## Task to complete
Please, could you print all the lines below exactly, leaving out the pictures?

## Natural language region descriptions
- Opening Delimiter -
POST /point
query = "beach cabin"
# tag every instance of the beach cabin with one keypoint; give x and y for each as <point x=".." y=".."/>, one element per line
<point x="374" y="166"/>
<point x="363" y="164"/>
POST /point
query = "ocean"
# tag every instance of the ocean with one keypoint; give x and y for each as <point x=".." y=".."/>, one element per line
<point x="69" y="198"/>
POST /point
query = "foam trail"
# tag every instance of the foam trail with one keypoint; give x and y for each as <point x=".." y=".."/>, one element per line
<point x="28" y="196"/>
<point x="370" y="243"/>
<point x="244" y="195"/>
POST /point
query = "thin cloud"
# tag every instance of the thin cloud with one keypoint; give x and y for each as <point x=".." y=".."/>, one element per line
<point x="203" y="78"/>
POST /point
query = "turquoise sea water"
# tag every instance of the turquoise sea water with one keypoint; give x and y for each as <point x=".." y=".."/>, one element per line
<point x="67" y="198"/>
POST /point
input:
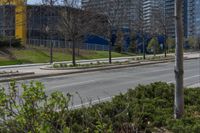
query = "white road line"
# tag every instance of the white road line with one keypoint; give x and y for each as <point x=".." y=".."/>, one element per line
<point x="92" y="102"/>
<point x="195" y="76"/>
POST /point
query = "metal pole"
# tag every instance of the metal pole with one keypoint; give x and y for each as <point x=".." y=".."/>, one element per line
<point x="110" y="54"/>
<point x="51" y="52"/>
<point x="143" y="45"/>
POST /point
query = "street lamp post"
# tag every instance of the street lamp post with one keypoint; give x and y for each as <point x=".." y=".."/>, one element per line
<point x="51" y="46"/>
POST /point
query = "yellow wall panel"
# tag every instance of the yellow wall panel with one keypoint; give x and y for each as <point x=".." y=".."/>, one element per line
<point x="20" y="18"/>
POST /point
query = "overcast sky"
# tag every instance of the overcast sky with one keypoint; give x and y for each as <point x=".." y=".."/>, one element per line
<point x="34" y="1"/>
<point x="37" y="1"/>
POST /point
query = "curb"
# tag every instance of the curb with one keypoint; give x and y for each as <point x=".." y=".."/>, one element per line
<point x="16" y="74"/>
<point x="89" y="70"/>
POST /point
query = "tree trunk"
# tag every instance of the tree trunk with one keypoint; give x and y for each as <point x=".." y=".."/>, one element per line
<point x="179" y="71"/>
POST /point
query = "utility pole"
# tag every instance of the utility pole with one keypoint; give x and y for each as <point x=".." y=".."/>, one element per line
<point x="179" y="71"/>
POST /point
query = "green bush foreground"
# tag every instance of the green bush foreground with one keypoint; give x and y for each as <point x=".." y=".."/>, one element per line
<point x="147" y="108"/>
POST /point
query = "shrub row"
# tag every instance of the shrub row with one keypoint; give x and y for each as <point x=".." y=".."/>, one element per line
<point x="9" y="42"/>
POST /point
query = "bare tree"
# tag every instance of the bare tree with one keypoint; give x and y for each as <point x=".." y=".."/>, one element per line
<point x="116" y="13"/>
<point x="74" y="24"/>
<point x="179" y="70"/>
<point x="162" y="25"/>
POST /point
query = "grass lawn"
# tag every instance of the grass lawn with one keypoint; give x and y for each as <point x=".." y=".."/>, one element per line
<point x="36" y="55"/>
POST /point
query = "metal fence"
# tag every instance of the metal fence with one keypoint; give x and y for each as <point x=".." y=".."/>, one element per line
<point x="66" y="44"/>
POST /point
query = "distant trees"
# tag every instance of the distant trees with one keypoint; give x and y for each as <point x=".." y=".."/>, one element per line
<point x="74" y="23"/>
<point x="112" y="9"/>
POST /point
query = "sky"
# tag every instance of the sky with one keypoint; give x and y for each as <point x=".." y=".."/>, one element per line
<point x="34" y="1"/>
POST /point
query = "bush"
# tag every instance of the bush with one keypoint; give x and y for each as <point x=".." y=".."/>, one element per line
<point x="7" y="42"/>
<point x="147" y="108"/>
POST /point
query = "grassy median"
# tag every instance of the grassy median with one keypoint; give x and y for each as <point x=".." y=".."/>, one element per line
<point x="41" y="55"/>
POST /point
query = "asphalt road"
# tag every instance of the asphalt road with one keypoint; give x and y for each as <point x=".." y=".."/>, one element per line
<point x="103" y="85"/>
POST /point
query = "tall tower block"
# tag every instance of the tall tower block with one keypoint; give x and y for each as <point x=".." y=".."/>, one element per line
<point x="20" y="18"/>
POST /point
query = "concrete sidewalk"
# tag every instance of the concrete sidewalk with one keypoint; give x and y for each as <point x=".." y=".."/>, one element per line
<point x="36" y="68"/>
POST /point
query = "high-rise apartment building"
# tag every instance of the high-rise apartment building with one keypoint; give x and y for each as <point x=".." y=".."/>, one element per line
<point x="197" y="18"/>
<point x="153" y="10"/>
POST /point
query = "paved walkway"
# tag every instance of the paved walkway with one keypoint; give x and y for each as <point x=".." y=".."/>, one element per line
<point x="38" y="71"/>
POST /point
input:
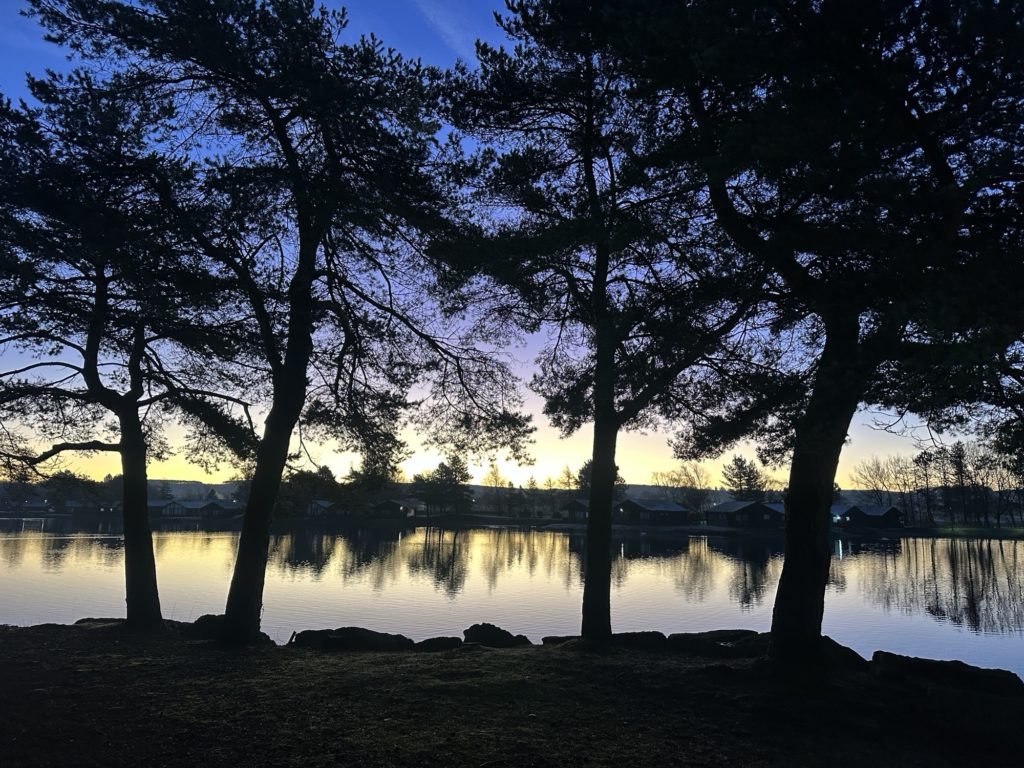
- Closing Delimiter -
## Result of the task
POST /point
query = "beach cabin"
# tag every instance of the beach cabin with one keypoint; give x and y for each as <point x=".." y=".."/>, one element per line
<point x="374" y="166"/>
<point x="363" y="164"/>
POST /point
query = "ocean"
# tag every instance of the ocean with one keypoint; give x and y for each as <point x=".." y=".."/>, one element per line
<point x="69" y="198"/>
POST /point
query = "foam trail"
# tag every instance of the foam trail with one keypoint; give x and y for each as <point x=".." y=".."/>, one element per line
<point x="28" y="196"/>
<point x="370" y="243"/>
<point x="244" y="195"/>
POST /point
query = "thin cloud"
# tag every instance of the thin cloud with one keypoint; give x and y for each as <point x=".." y=".."/>, one element per line
<point x="203" y="78"/>
POST /point
query = "turquoise sea water"
# tag every instance of the turquoise sea water with one keypoint; give x and y for each as <point x=".." y=".."/>, one element per line
<point x="67" y="198"/>
POST /point
input:
query = "white road line"
# tag every instance of the white road line with one keypoint; give x and y for each as <point x=".." y=".."/>, one element per line
<point x="92" y="102"/>
<point x="195" y="76"/>
POST /point
query = "metal pole"
# tag every instance of the metal pole with one keypoint; give x and y for each as <point x=".." y=".."/>, one element per line
<point x="110" y="54"/>
<point x="51" y="52"/>
<point x="143" y="45"/>
POST /point
query = "street lamp post"
# tag every instance of the street lamp post with one keypoint; give x and y for each as <point x=".." y=".."/>, one element per line
<point x="51" y="46"/>
POST /point
query = "yellow wall panel"
# tag every instance of the yellow wall panel with one keypoint; give x and y for each as <point x=".." y=".."/>, one element per line
<point x="20" y="18"/>
POST /point
query = "overcast sky"
# tag every instance of the overcast sky with one keypoint; give x and y for each as <point x=".." y=".."/>, one element per line
<point x="34" y="1"/>
<point x="37" y="1"/>
POST /point
query = "curb"
# tag every instance of the curb with one keypoint; give x and y for each as <point x=".." y=".."/>, one element per line
<point x="16" y="74"/>
<point x="89" y="70"/>
POST /point
query = "tree trunk"
# tag every instance of the tree trunk with one keypoint; give x and y for each as <point x=".." y=".."/>, one element per line
<point x="179" y="71"/>
POST /point
query = "utility pole"
# tag every instance of the utility pole with one keypoint; give x and y for each as <point x=".." y=".."/>, one element per line
<point x="179" y="71"/>
POST /point
query = "green bush foreground"
# tag every instance of the green bush foreground with one keypoint; give x and y for each as <point x=".." y=".."/>, one element per line
<point x="147" y="108"/>
POST /point
query = "shrub row"
# tag every instance of the shrub row with one keypoint; give x and y for each as <point x=".." y=".."/>, one element per line
<point x="9" y="42"/>
POST /point
query = "bare tree"
# tag every instance of the bare tree with one keypoint; give x and y for each as <point x=".." y=".."/>, one element per line
<point x="116" y="13"/>
<point x="74" y="24"/>
<point x="179" y="70"/>
<point x="162" y="25"/>
POST /point
query = "grass lawn"
# tag every instance of the grass lawn with one keypoint; give x and y for each as <point x=".." y=".."/>, one element per line
<point x="36" y="55"/>
POST /point
query = "metal fence"
# tag every instance of the metal fence with one keypoint; give x and y for each as <point x=".." y=".."/>, one element per line
<point x="66" y="44"/>
POST /point
query = "distant trees"
# tag every instance of the distant trees with one keypoint; give x and y for each as <point x=".." y=".."/>, one element per line
<point x="74" y="23"/>
<point x="112" y="9"/>
POST /point
query = "sky"
# tag every instance of the sky with one keypoint; give x and y for each as <point x=".." y=".."/>, one element per line
<point x="34" y="1"/>
POST /point
query = "bush"
# tag every instance of the bush with one keypoint; give x and y for each as <point x=".." y=".."/>, one element per line
<point x="7" y="42"/>
<point x="147" y="108"/>
POST /point
query = "grassy median"
# tag every instance of the grassy median with one keypoint; give x and y for each as <point x=".." y=".."/>, one element per line
<point x="41" y="55"/>
POST /point
query = "asphalt road"
# tag every instance of the asphalt road with one keypoint; give x and y for each as <point x=".." y=".."/>, one element per line
<point x="103" y="85"/>
POST /point
query = "tall tower block"
# tag every instance of the tall tower block with one keypoint; give x and y for each as <point x=".." y=".."/>, one element per line
<point x="20" y="18"/>
POST /point
query = "concrete sidewalk"
# tag every instance of the concrete sidewalk with one keypoint; give x and y for each as <point x=".." y=".."/>, one element per line
<point x="36" y="68"/>
POST /point
query = "high-rise apartment building"
# tag every instance of the high-rise apartment building with one keypoint; give x and y for each as <point x=".." y=".."/>, one element per line
<point x="197" y="18"/>
<point x="153" y="10"/>
POST /point
query = "paved walkway"
# tag every instance of the paved walkway with one keypoint; give x and y for each as <point x=".." y=".."/>, one element per line
<point x="38" y="71"/>
POST /point
input:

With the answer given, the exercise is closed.